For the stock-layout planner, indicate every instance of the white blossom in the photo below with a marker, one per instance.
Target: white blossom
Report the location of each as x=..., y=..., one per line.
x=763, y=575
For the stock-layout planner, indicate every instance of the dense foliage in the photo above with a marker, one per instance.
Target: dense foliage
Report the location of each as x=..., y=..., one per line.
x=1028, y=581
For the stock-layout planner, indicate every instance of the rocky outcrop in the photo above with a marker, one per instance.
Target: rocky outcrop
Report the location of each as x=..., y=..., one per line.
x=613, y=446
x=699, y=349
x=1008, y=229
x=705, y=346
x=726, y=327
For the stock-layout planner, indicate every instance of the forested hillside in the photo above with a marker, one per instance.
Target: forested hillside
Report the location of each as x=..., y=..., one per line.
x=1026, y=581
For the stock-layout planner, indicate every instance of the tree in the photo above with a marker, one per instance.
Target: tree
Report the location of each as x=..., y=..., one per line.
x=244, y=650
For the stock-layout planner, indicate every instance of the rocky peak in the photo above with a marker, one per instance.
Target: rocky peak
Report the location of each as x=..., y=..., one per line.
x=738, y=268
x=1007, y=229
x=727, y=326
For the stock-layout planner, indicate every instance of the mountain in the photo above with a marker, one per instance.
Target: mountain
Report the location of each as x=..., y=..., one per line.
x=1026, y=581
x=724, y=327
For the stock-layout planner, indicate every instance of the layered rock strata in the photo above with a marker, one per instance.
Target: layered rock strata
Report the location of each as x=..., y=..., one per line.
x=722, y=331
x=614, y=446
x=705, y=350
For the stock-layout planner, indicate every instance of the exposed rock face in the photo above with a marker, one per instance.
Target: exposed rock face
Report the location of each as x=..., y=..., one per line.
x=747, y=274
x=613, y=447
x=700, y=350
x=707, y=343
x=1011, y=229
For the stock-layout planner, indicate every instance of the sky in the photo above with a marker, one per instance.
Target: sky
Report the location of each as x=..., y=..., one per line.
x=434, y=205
• • • • •
Each line above where the word "layered" occurs should be returned in full.

§ **Solution below**:
For the stock-layout planner, indicate every instance of the layered rock strata in the photo above with a marker, one per instance.
Target: layered rock strata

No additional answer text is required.